- _DIRECTIONS FOR THIS TASK_: Convert all the lines below into a numbered list, skipping any blank lines and omitting the pictures.

╭─ RECORDS PROVIDED

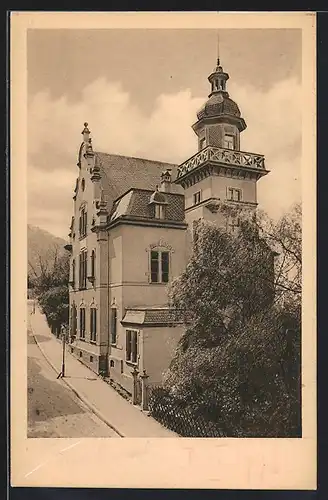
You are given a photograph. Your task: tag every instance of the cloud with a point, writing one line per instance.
(119, 126)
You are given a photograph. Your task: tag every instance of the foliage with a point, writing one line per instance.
(249, 385)
(54, 304)
(285, 237)
(238, 363)
(51, 287)
(228, 278)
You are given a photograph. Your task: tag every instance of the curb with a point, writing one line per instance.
(91, 407)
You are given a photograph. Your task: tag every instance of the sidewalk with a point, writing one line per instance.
(126, 419)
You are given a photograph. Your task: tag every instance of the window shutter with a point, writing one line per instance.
(165, 267)
(154, 264)
(134, 347)
(128, 345)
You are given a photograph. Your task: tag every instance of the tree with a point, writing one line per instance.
(51, 287)
(238, 362)
(228, 278)
(285, 238)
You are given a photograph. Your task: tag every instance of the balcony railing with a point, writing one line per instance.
(221, 155)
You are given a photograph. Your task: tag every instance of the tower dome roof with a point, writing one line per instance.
(219, 104)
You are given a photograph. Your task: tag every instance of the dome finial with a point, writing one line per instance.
(218, 49)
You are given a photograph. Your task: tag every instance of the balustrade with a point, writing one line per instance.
(221, 155)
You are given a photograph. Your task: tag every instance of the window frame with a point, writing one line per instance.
(231, 191)
(233, 139)
(202, 143)
(83, 222)
(132, 355)
(93, 324)
(160, 211)
(82, 331)
(159, 272)
(231, 223)
(197, 197)
(113, 329)
(83, 269)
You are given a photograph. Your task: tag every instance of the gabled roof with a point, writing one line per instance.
(120, 173)
(151, 316)
(135, 203)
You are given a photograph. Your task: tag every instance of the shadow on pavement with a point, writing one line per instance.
(84, 378)
(47, 399)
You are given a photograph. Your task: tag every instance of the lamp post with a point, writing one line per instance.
(134, 373)
(63, 334)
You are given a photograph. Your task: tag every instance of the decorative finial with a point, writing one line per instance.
(218, 50)
(85, 130)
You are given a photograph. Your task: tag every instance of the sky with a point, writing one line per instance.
(140, 90)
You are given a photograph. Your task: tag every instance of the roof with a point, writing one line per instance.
(120, 173)
(149, 316)
(136, 203)
(219, 104)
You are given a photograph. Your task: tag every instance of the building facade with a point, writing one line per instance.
(131, 233)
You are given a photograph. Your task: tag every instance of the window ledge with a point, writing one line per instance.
(131, 363)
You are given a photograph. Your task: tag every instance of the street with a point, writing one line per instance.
(53, 409)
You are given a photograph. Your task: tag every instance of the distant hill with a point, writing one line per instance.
(42, 247)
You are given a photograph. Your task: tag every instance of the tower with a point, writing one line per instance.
(219, 171)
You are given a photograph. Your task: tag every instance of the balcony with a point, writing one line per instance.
(225, 157)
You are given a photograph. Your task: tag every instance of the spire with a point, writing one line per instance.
(86, 132)
(218, 49)
(218, 77)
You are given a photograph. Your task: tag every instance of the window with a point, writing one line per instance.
(73, 320)
(93, 324)
(197, 197)
(159, 211)
(113, 325)
(82, 323)
(202, 143)
(83, 223)
(131, 346)
(72, 274)
(234, 194)
(93, 262)
(83, 269)
(234, 223)
(159, 264)
(229, 142)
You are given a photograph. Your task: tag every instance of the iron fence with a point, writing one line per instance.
(176, 416)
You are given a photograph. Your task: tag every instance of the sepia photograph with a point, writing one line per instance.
(165, 241)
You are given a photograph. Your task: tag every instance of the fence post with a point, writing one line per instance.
(135, 388)
(144, 391)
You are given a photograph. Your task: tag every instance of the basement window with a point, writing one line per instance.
(197, 197)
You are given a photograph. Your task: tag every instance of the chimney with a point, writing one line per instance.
(166, 180)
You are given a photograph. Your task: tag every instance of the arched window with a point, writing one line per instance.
(113, 332)
(82, 323)
(73, 320)
(159, 266)
(93, 264)
(93, 324)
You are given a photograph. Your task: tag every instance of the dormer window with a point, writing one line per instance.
(83, 223)
(229, 142)
(234, 194)
(158, 203)
(202, 143)
(159, 211)
(197, 197)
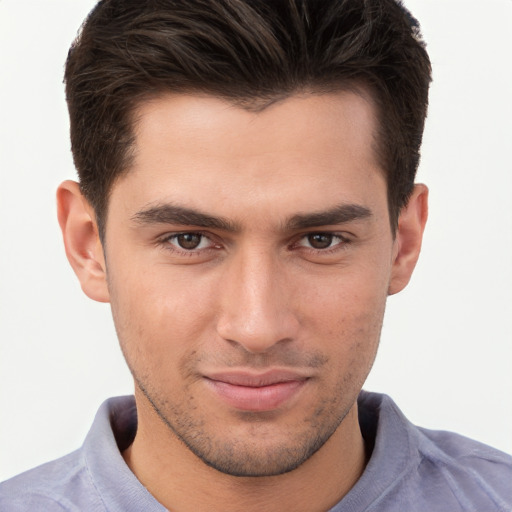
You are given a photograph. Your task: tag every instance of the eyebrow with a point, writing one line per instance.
(338, 215)
(173, 214)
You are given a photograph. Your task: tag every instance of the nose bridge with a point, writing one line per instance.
(255, 309)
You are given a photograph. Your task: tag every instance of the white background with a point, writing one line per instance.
(446, 355)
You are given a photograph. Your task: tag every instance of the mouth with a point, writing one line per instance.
(256, 392)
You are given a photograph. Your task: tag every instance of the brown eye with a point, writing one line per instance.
(189, 241)
(320, 240)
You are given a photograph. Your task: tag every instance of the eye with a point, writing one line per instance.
(189, 241)
(321, 241)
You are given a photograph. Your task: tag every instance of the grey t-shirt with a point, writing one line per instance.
(410, 470)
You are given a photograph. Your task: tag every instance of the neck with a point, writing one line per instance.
(182, 482)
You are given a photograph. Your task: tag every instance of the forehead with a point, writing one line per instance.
(206, 153)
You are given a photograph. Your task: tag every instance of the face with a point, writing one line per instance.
(249, 258)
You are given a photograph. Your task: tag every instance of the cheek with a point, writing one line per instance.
(159, 318)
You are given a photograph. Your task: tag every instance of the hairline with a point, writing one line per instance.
(254, 104)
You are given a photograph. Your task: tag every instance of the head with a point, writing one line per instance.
(246, 204)
(251, 54)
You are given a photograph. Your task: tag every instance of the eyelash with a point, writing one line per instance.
(165, 242)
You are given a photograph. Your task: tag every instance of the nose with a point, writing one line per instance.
(256, 309)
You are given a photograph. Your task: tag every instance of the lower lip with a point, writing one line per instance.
(256, 399)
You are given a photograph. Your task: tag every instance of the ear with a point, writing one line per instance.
(81, 240)
(411, 224)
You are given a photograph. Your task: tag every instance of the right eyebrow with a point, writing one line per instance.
(172, 214)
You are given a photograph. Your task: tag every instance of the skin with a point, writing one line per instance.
(285, 263)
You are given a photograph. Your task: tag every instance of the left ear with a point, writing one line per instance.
(409, 235)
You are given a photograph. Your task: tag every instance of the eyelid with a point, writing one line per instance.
(344, 240)
(165, 242)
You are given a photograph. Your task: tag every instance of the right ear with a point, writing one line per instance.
(81, 240)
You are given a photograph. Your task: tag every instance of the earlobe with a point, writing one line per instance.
(82, 241)
(409, 236)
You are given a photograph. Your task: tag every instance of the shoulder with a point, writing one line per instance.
(52, 487)
(471, 459)
(472, 475)
(431, 470)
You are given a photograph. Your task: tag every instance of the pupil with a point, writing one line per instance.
(189, 240)
(320, 240)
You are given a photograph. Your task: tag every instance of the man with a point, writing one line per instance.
(246, 204)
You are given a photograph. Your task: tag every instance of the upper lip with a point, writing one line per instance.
(251, 379)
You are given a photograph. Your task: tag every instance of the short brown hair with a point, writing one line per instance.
(249, 52)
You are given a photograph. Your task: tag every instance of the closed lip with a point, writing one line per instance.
(255, 380)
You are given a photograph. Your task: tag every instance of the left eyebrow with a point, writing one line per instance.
(338, 215)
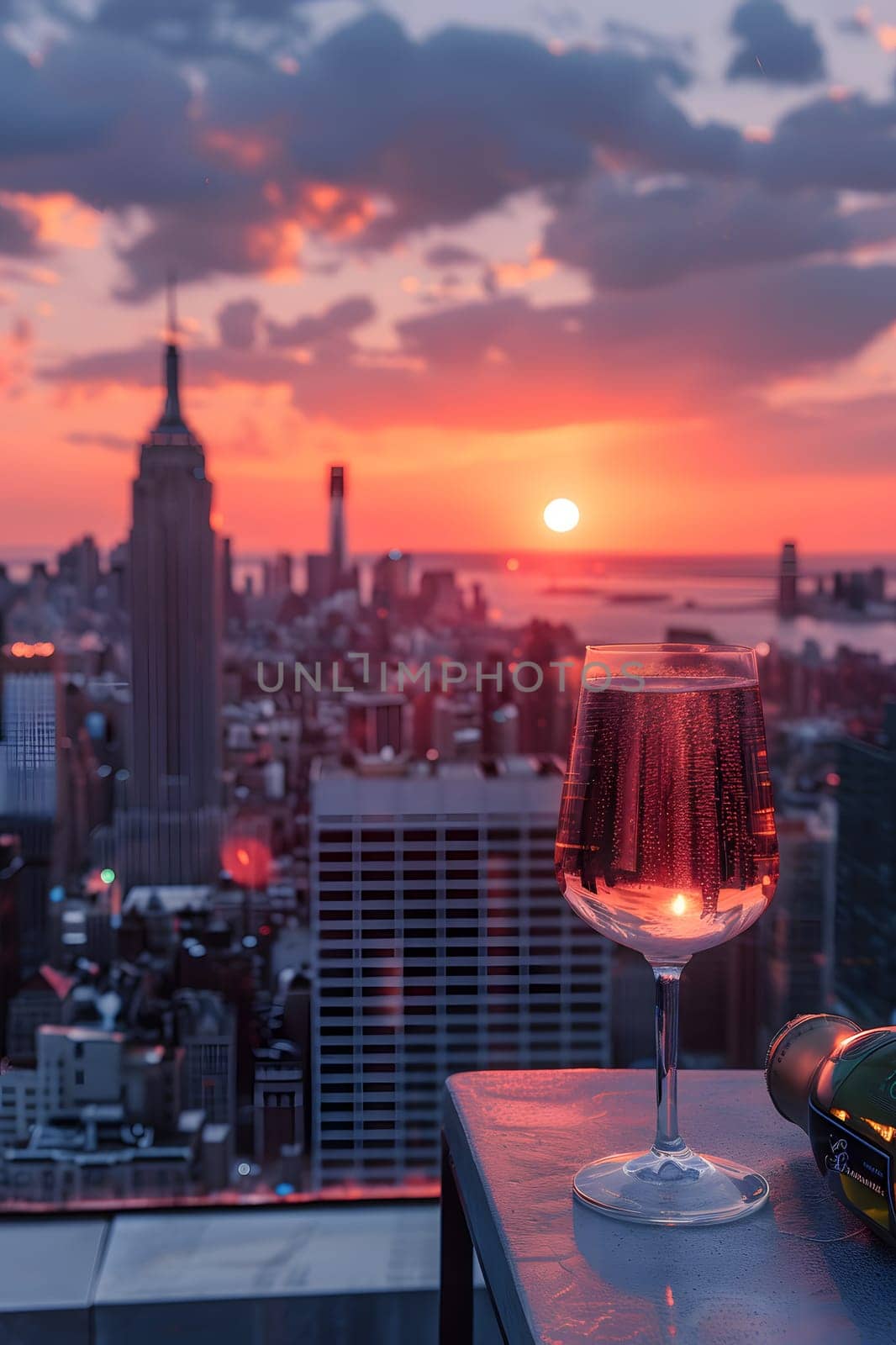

╰─

- _RESULT OF THE EXERCISE_:
1. You are given a photograph. Your task: tag every instance of the cloud with a point, writing one line per instance.
2. (119, 126)
3. You are given a photograph. Your task: tag every instance of the foliage with a point, writing one line per instance.
4. (249, 385)
5. (54, 304)
6. (285, 237)
7. (238, 363)
8. (51, 287)
9. (228, 278)
10. You are given a photograph. Your task: tag every instance of the curb with a point, writing one line per instance.
11. (91, 407)
12. You are given a photograph. Your task: tag every instance of the sidewalk with a point, writing one line per instance.
13. (126, 419)
14. You are given a photograph. Your task: tag every instance of the window shutter with a point, writing one line per instance.
15. (165, 267)
16. (154, 264)
17. (134, 347)
18. (128, 345)
19. You are given a photograph. Your task: tag every instance of the tree with a point, writing one line per instance.
20. (51, 287)
21. (238, 362)
22. (228, 278)
23. (285, 238)
24. You are given a photograph. Your task: tag every instance of the balcony railing with a point, writing one line per instance.
25. (221, 155)
26. You are given a photograph. Your task: tag every instance of the tower dome roof with a point, writing one line per instance.
27. (219, 104)
28. You are given a photograph. Your task: tag every instance of the dome finial with a point, writing one line per instance.
29. (218, 49)
30. You are given a photograph. Your task: tag every instance of the balustrade with a point, writing one line per instance.
31. (221, 155)
32. You are given a photograph. Your task: tag every instance of the window frame with a point, writing one line per instance.
33. (231, 191)
34. (233, 139)
35. (202, 143)
36. (83, 222)
37. (132, 355)
38. (93, 324)
39. (160, 211)
40. (82, 331)
41. (159, 272)
42. (231, 223)
43. (197, 197)
44. (113, 329)
45. (83, 269)
46. You are given a photograph. Your task: tag every instance of the gabled roof with a point, writing one line per instance.
47. (120, 173)
48. (151, 316)
49. (135, 203)
50. You are given a photograph. Your task: tag every instance of the shadow on pavement with a point, writing one line per instance.
51. (84, 378)
52. (47, 399)
53. You are given a photograph. Your task: tag every instance of the lamp post with a point, writing one line per instance.
54. (134, 373)
55. (63, 334)
56. You are given a photograph. Your task: tag every instance of the decorative finial with a point, writing one line per instance.
57. (218, 50)
58. (85, 130)
59. You are given a photograph. Your task: tag every instance of the sky with a point, writing one line per instance.
60. (140, 90)
61. You are given a photograph. Your task: tag every instance of the roof with a point, writing one line per instance.
62. (120, 173)
63. (149, 316)
64. (136, 203)
65. (219, 104)
66. You are given a photograph. Your task: tag every instance of the building facade with a point, writing one line per instance.
67. (131, 233)
68. You are given a photograph. Your task: tag every instance of the window ledge with a point, writing one line per instance.
69. (131, 363)
70. You are given a photograph. Your task: tag every instance of the street with a point, writing one line per instance.
71. (53, 409)
72. You are given a photograph. Your task: tag every instance of the distant hill with a point, writing one line per instance.
73. (42, 247)
74. You are given a photograph. Your task: tag every instance of the tower with a point, writing one line per instance.
75. (219, 171)
76. You are given a photograph. Your task: tag every instance of the balcony with a point, writing one line per instance.
77. (225, 157)
78. You are given a photograph. Your task: tag every instance of the spire with a point, writing one line per instance.
79. (86, 132)
80. (218, 49)
81. (218, 77)
82. You are given a photograph. Your task: tag every instance of the window with a point, writing one line per instance.
83. (73, 320)
84. (93, 324)
85. (197, 197)
86. (159, 211)
87. (113, 325)
88. (82, 323)
89. (202, 143)
90. (83, 223)
91. (131, 346)
92. (72, 274)
93. (234, 194)
94. (93, 262)
95. (83, 269)
96. (234, 223)
97. (159, 264)
98. (229, 142)
99. You are given a photograph. Your task: tag every instance of the iron fence with a point, writing one line per instance.
100. (176, 416)
101. You are given a photograph. Your task: tag every instance of the sepia photograph with a point, writing one line per instance.
102. (165, 241)
103. You are given a photograph. Your task: tag every instance of the fence post with a point, writing one line per instance.
104. (135, 388)
105. (144, 391)
106. You are given a photograph. Your task: tag every instance of the basement window with a point, writing one line per instance.
107. (197, 197)
108. You are given a photograph. Your task: tag every instance of the chimney with a point, writing one line per instance.
109. (166, 180)
110. You are given a photograph. Your task: tag every instance of the arched window with a point, writing one line per instance.
111. (113, 332)
112. (82, 323)
113. (73, 320)
114. (159, 266)
115. (93, 264)
116. (93, 324)
117. You are given a photograph. Your task: tag every instance of the dormer window with a point, writing one line per instance.
118. (83, 223)
119. (229, 142)
120. (234, 194)
121. (158, 203)
122. (202, 143)
123. (159, 211)
124. (197, 197)
125. You are given a photograph. Your task: tag every instance of the eyebrow with a point, writing one line per instance.
126. (338, 215)
127. (173, 214)
128. You are given a photograph. Your task: tag every instance of the nose bridge with a point, writing one line per instance.
129. (255, 309)
130. You are given a photograph. Your task: tag every instance of the white background with a point, writing one line per instance.
131. (446, 355)
132. You are given a photograph. Your task: tag every instance of the mouth with a point, writing one line per instance.
133. (256, 392)
134. You are given a photograph. Your task: tag every instance of the brown eye with a point, writing one line per instance.
135. (189, 241)
136. (320, 240)
137. You are given a photograph. Your task: tag every instance of the eye with a point, writing one line per instance.
138. (189, 241)
139. (321, 241)
140. You are given a photograph. Your task: tag every instance of the grey t-shirt with a point, writing one line per instance.
141. (410, 470)
142. You are given a photograph. Your task: tag every instance of the neck with a point, writing one line per instance.
143. (182, 482)
144. You are given a photograph. Your task: tag every instance of the forehead with a point, writing one line per instance.
145. (206, 153)
146. You are given a photograph. Your task: tag every instance of the face with a point, writing one line per instance.
147. (249, 258)
148. You are given a photograph. Your task: tag every instance of the cheek with a point, writing one line per instance.
149. (159, 318)
150. You are given a photograph. Your task: tag every instance of the hairline with a point, writing one line per instance.
151. (254, 104)
152. You are given a photograph. Your task: tag every instance of the head with a point, writing one line per instance.
153. (246, 204)
154. (251, 54)
155. You are given a photograph. Your task: tag every instance of the eyelash with a point, writing one line per instance.
156. (165, 242)
157. You are given a photograph. Your task: tag every instance of the nose with a point, writing one line per instance.
158. (256, 309)
159. You are given a photograph. Your task: tag every instance of the lower lip with a point, writing one line per instance.
160. (256, 399)
161. You are given a photograph. Your task: tag every instance of the ear with a point, writing one line per instance.
162. (81, 240)
163. (411, 224)
164. You are given a photograph. Your task: tag every instance of the right eyebrow with a point, writing one line per instance.
165. (172, 214)
166. You are given a photograph. Your task: tag every instance of the skin with a point, writing one line per instance.
167. (285, 263)
168. You are given a photograph. Your task: tag every instance of the left ear with a point, writing one line per instance.
169. (409, 235)
170. You are given a photograph. Your task: tag every instance of the eyelid with a point, writing one line per instance.
171. (344, 240)
172. (165, 242)
173. You are given a photograph. Your task: tag every instance of the right ear with a point, writing one line per instance.
174. (81, 240)
175. You are given a photograph. Your task: tag every instance of the earlobe with a point, writing one line per instance.
176. (82, 241)
177. (409, 236)
178. You are given a photograph. Your task: tag every instance of the shoulder with a point, writing one line per instance.
179. (52, 487)
180. (471, 459)
181. (472, 475)
182. (431, 470)
183. You are given a photograph. Your task: tag every instance of the pupil with a point, writing one line per instance.
184. (189, 240)
185. (320, 240)
186. You are given a photograph. Your task: tag every instance of the man with a point, writing one line per instance.
187. (246, 204)
188. You are given a photograph. Your task: tag every instance of the upper lip with a point, writing one line per instance.
189. (251, 379)
190. You are given a photograph. Your task: tag every instance of the short brown hair with a point, writing one line per instance.
191. (249, 52)
192. You are given a photograph. Your task: tag every instance of the closed lip with a point, writing one line per instance.
193. (255, 380)
194. You are given a photograph. Your task: tag every instance of the left eyebrow with a point, writing one line per instance.
195. (338, 215)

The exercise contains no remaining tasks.